__Directions for this task__. Go through the entries below and print each one exactly.

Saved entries

┌────────

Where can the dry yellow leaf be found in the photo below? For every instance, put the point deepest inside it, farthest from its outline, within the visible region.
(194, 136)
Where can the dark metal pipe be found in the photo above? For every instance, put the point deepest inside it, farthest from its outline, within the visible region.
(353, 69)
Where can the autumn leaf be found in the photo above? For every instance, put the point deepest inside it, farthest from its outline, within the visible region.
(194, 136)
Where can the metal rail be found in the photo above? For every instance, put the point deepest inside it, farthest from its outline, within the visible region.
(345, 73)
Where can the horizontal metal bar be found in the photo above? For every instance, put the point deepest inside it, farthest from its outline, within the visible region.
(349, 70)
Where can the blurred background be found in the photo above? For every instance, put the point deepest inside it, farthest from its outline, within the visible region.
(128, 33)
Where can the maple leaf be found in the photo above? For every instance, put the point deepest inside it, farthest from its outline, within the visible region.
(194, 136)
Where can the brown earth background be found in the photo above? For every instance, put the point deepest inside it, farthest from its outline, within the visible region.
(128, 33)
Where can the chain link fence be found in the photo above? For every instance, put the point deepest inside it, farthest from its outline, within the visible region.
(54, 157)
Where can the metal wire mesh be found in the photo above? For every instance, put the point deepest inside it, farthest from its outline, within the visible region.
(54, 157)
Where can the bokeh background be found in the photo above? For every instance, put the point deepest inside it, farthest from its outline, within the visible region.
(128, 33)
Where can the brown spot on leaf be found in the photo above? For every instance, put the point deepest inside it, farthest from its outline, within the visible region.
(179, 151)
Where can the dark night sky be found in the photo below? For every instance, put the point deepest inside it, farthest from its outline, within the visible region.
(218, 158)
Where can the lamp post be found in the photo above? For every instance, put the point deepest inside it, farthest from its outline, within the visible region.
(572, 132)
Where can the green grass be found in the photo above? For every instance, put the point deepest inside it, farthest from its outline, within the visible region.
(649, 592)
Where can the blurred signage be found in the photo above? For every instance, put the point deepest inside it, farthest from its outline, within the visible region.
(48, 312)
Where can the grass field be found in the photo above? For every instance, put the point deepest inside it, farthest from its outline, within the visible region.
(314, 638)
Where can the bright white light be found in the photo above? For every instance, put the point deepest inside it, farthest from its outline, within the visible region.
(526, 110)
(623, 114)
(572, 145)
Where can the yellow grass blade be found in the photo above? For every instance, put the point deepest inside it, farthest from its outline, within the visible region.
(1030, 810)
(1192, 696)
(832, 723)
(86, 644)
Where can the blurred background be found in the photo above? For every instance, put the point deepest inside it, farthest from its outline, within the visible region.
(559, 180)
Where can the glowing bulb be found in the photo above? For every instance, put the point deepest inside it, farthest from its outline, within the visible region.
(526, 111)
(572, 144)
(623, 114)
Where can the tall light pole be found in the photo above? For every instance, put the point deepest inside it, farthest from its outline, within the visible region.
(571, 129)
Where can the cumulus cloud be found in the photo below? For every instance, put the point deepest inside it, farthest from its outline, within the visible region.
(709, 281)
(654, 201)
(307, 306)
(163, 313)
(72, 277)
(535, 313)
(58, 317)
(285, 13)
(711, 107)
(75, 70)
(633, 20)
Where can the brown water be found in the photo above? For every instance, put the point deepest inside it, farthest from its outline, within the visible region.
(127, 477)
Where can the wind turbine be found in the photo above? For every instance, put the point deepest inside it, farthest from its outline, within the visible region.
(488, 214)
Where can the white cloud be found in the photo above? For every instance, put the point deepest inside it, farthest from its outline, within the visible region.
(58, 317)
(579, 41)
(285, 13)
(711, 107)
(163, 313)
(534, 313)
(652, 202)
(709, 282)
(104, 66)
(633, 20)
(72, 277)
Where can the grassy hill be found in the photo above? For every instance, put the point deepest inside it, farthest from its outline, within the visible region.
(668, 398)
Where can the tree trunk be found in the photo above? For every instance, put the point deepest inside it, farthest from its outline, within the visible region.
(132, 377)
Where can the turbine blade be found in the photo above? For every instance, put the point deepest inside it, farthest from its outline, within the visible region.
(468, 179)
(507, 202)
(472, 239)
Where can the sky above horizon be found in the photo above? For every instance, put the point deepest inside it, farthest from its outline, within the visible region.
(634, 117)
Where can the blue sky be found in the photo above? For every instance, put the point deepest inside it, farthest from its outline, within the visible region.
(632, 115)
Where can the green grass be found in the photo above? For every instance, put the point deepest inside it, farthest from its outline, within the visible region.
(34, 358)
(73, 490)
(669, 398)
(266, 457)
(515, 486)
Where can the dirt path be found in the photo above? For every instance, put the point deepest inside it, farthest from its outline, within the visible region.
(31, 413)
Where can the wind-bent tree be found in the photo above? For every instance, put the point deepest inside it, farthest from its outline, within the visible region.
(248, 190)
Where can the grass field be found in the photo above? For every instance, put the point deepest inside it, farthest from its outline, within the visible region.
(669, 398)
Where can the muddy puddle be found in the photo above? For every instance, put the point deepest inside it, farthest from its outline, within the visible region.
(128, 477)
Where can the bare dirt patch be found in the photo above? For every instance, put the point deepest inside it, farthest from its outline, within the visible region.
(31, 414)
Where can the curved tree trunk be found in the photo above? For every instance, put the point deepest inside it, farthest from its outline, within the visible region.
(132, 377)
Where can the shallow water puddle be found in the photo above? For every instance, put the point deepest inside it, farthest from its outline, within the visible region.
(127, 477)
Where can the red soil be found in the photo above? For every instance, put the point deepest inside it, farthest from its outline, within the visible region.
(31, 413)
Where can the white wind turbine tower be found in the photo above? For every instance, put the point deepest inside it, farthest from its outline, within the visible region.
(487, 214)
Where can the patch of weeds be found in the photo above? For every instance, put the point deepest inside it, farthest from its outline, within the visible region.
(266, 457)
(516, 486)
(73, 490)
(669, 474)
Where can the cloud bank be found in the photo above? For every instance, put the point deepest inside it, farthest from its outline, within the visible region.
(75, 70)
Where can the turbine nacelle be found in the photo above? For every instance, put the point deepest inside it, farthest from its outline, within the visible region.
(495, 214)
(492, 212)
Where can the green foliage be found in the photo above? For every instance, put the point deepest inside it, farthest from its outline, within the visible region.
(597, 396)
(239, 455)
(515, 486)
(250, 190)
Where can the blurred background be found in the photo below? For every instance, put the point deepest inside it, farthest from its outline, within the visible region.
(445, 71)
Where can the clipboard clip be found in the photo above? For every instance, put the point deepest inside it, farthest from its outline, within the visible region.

└────────

__Result of the task__.
Where can the dry yellow leaf be found in the photo below? For every instance, put the point deepest inside it, farthest from its outline, within the visible region.
(194, 136)
Where can the dark metal pipe be found in the photo above? For every instance, put the point deepest inside it, farthest from its outline, within the visible region.
(353, 69)
Where can the autumn leaf be found in the photo above? For every instance, put the point deepest inside it, farthest from its outline, within the visible region.
(194, 136)
Where can the metal rail be found in the photo above? For every instance, put the point deepest inside it, farthest from its outline, within the visible region.
(345, 73)
Where can the horizontal metal bar be found in the photo above? For every instance, put the point deepest inside it, farthest from its outline, within the visible region.
(349, 70)
Where can the blurred background be found in the photo above? For every instance, put the point deepest inside it, farthest from its outline, within the visible region.
(128, 33)
Where can the maple leaf be found in the photo above? For every instance, put the point deepest inside it, farthest from its outline, within the visible region.
(194, 136)
Where can the brown earth background be found in the photo above? For every instance, put the point deepest inside it, farthest from its outline, within the visible region.
(128, 33)
Where can the chain link fence be found in the photo above? For every instance, put the point deepest inside it, farthest from its outline, within the visible region.
(54, 157)
Where can the metal wire mesh be found in the photo above? For every instance, put the point deepest inside it, farthest from its outline, within the visible region.
(54, 157)
Where can the bokeh background be found in the photo above? For every instance, put the point deepest inside it, farthest from its outline, within the visible region.
(128, 33)
Where can the brown spot on leaf be found in the photo above? For every instance, put the point deepest inside it, farthest from its outline, within the visible region.
(179, 151)
Where can the dark night sky be found in the photo below? For every instance, put the point deepest inside it, farthest from its outline, within the visible region.
(218, 158)
Where can the lamp post be found in the photo above? For every instance, put the point deepest inside it, farthest from its outline, within the visible region.
(572, 132)
Where can the green grass be found in the photo above? For every instance, put the point deepest inside it, farthest from its outline, within the visible region.
(649, 592)
Where can the blurred signage be found in the photo above? For every instance, put the point deepest inside it, farthest from its outline, within the visible region.
(48, 312)
Where can the grass field be found in the photo above? For every instance, put the point deepest inside it, farthest from its outline, within the visible region.
(314, 638)
Where can the bright white light be found in the photo above? For every instance, put the point deepest inside it, farthest from its outline, within the visible region.
(526, 110)
(623, 114)
(572, 145)
Where can the yellow grass blade be found in the photo above? For every instance, put the point deepest inside it, farthest from its outline, within the visible region.
(1030, 810)
(1192, 696)
(832, 723)
(86, 644)
Where can the blurred background be found in the photo above? For every instance, put the point deepest inside it, farthest from its outline, within the visible region.
(559, 180)
Where can the glowing bulb be found in the photo above? For every instance, put the point deepest inside it, farthest from its outline, within the visible region.
(526, 111)
(572, 144)
(623, 114)
Where can the tall light pole be found in the photo above? For every instance, put the point deepest inside it, farthest from its outline, within the visible region.
(571, 129)
Where can the cumulus cloud be found in the photo below? For every instance, put the point deepest inside it, farthest from its outline, within the visible region.
(709, 281)
(654, 201)
(307, 306)
(163, 313)
(72, 277)
(535, 313)
(58, 317)
(285, 13)
(711, 107)
(75, 70)
(633, 20)
Where can the brown water be found in the photo above? For every instance, put the point deepest inside it, farthest from its outline, within the visible region.
(127, 477)
Where can the wind turbine be found in the photo above? For every instance, put the point deepest inside it, farthest from its outline, within the visible region.
(488, 214)
Where can the white cloud be found in the photo above? For every instance, put the point deepest inside it, farthest from its outline, within the visible region.
(58, 317)
(579, 41)
(285, 13)
(711, 107)
(163, 313)
(534, 313)
(652, 202)
(709, 282)
(104, 66)
(633, 20)
(72, 277)
Where can the grassy hill be found in the photo above? For every instance, put the point deepest inside it, farthest from its outline, within the visible region.
(668, 398)
Where can the tree trunk be found in the photo above? For every instance, put the point deepest inside it, farthest from its outline, within the visible region.
(132, 377)
Where can the turbine blade be found in the photo above? For every instance, put the point deepest inside it, farthest from its outline, within the visible region.
(468, 179)
(507, 202)
(472, 239)
Where can the sky above horizon be found in the photo above? For every instance, put the point deepest inside it, farthest from its outline, within the visible region.
(634, 117)
Where can the blue sky be found in the photo above? For every instance, put the point deepest inside it, farthest from its outline, within the visible region.
(632, 115)
Where can the green grass be found in the photo above? For every instance, put the point deepest inside it, farthest from its outline, within the visible region.
(34, 358)
(73, 490)
(669, 398)
(266, 457)
(515, 486)
Where can the dirt path be found in the photo above? For every instance, put the point deepest inside it, farthest from its outline, within the visible region.
(31, 413)
Where can the wind-bent tree be found in the photo above? For every instance, put the point deepest inside it, farthest from its outline, within the visible region.
(248, 190)
Where can the grass field be found in the photo above? For every instance, put the point deepest inside it, farthest from its outline, within the visible region.
(669, 398)
Where can the muddy puddle be found in the photo above? For every instance, put the point deepest inside it, farthest from its outline, within the visible region.
(128, 477)
Where can the bare dirt patch be found in the photo above? For every instance, put the point deepest inside it, farthest from its outline, within the visible region.
(31, 414)
Where can the curved tree trunk be found in the photo above? For every instance, put the point deepest inside it, farthest from its outline, within the visible region.
(132, 377)
Where can the shallow water puddle be found in the photo above? For every instance, put the point deepest inside it, farthest from its outline, within the visible region.
(127, 477)
Where can the red soil be found in the photo above? For every instance, put the point deepest inside it, farthest from its outline, within the visible region.
(31, 413)
Where can the white wind turbine tower be found in the photo above? For every instance, put the point deepest inside it, farthest from its outline, within the visible region.
(487, 214)
Where can the patch of weeds be found in the photo above? For every instance, put the point deepest inside it, farthest from its outline, within the visible region.
(266, 457)
(516, 486)
(73, 490)
(669, 474)
Where can the cloud bank be found in the photo above? For every instance, put the point deepest inside it, farthest from its outline, within the visible region.
(75, 70)
Where can the turbine nacelle be found in the photo above? For every instance, put the point deepest inside it, farthest from its outline, within the visible region.
(495, 214)
(492, 212)
Where can the green foliage be found in the photo above? For every instance, put the point deepest inside it, farthest from its outline, within the visible region.
(597, 396)
(239, 455)
(515, 486)
(250, 190)
Where can the blurred background be found in the photo below? For every instance, put the point deepest inside it, farthest from its outline, within the visible region.
(445, 71)
Where can the clipboard clip be found in the photo above? For every instance, put the point deepest inside it, farthest from its outline, within the visible region.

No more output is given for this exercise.